■ Directions for this task:
Reproduce every line of the data, requests included, starting at the line containing "In this photo, where can the shorts" and ending at the final line of the data. Shift each coordinate in the answers by adding 84 to it.

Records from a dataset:
____________________
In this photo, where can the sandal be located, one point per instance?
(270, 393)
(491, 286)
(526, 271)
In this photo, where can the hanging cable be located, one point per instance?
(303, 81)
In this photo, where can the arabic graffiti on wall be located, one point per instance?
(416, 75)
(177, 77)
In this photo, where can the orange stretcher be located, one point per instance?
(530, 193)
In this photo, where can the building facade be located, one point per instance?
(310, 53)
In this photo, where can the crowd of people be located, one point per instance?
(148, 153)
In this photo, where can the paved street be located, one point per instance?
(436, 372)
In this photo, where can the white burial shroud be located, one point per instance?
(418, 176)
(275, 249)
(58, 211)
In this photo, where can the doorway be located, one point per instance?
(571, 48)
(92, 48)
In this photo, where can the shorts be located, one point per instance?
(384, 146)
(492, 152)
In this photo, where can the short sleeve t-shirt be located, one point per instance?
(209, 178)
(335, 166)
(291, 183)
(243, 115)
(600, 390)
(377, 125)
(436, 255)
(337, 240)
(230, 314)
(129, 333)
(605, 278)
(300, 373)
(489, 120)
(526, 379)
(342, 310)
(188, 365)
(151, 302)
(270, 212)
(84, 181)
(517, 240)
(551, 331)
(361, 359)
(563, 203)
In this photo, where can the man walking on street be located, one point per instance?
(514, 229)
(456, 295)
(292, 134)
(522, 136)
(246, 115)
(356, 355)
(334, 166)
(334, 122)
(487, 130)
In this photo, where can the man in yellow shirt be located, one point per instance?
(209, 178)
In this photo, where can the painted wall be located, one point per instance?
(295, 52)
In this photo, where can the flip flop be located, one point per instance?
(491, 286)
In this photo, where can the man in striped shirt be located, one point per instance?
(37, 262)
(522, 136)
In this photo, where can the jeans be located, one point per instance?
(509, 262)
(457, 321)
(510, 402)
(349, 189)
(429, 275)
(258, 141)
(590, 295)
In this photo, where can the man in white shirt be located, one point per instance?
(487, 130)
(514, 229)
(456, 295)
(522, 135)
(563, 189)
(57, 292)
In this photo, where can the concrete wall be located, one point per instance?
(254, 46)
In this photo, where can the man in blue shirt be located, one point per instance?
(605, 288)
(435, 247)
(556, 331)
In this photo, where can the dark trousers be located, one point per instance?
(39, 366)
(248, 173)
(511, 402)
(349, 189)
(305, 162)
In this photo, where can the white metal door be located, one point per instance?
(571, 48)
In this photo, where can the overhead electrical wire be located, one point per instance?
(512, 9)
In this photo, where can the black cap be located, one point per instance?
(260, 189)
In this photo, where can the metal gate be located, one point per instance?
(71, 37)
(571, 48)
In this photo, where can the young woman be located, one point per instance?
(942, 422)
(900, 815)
____________________
■ Final result:
In this photo, where can the shorts be located, one point per instance?
(468, 230)
(576, 236)
In this photo, where can the short sleeve t-shirt be located, one point per instance?
(293, 262)
(419, 250)
(375, 267)
(327, 199)
(684, 474)
(461, 209)
(520, 339)
(421, 324)
(314, 398)
(213, 417)
(689, 362)
(384, 457)
(573, 204)
(610, 463)
(426, 394)
(272, 449)
(235, 386)
(354, 296)
(168, 265)
(601, 324)
(635, 415)
(445, 443)
(647, 287)
In this photo, where can the man walking on street be located, one point per instance?
(598, 313)
(540, 379)
(376, 218)
(606, 220)
(330, 199)
(440, 439)
(418, 250)
(418, 206)
(571, 214)
In this photo, where can the man in yellow shirt be located, one point per instance?
(293, 262)
In this photo, where can the painted wall be located, one point per instance?
(379, 136)
In this photo, where can the flip flop be located, one point per instance?
(575, 370)
In this photo, where can the man in striped shirt be located, one point per instance?
(121, 346)
(606, 220)
In this photo, where can the jeans be located, one point per instance?
(593, 346)
(541, 405)
(594, 486)
(433, 273)
(513, 359)
(342, 225)
(674, 379)
In this photo, where can the man in white shirt be located, one point per instance?
(571, 214)
(598, 313)
(540, 379)
(606, 219)
(647, 273)
(141, 376)
In this photo, where can the concrete wall be located, one point per instance?
(338, 130)
In this photo, where can the man in blue shirt be located, one point per instance?
(689, 372)
(519, 331)
(640, 415)
In this photo, where can the dark trousers be located, one point per instance?
(123, 450)
(332, 257)
(595, 486)
(433, 273)
(389, 246)
In this photo, where can the white metal door be located, one point per instance?
(655, 132)
In this photo, where can the overhead electrical wire be located, one point per instance?
(596, 93)
In this photo, where can the black cap be located, one point per instance?
(344, 273)
In this photo, where can the metal gate be located, one point per instance?
(155, 121)
(655, 132)
In this photo, where can the young woman be located, one point per instance?
(1026, 506)
(984, 899)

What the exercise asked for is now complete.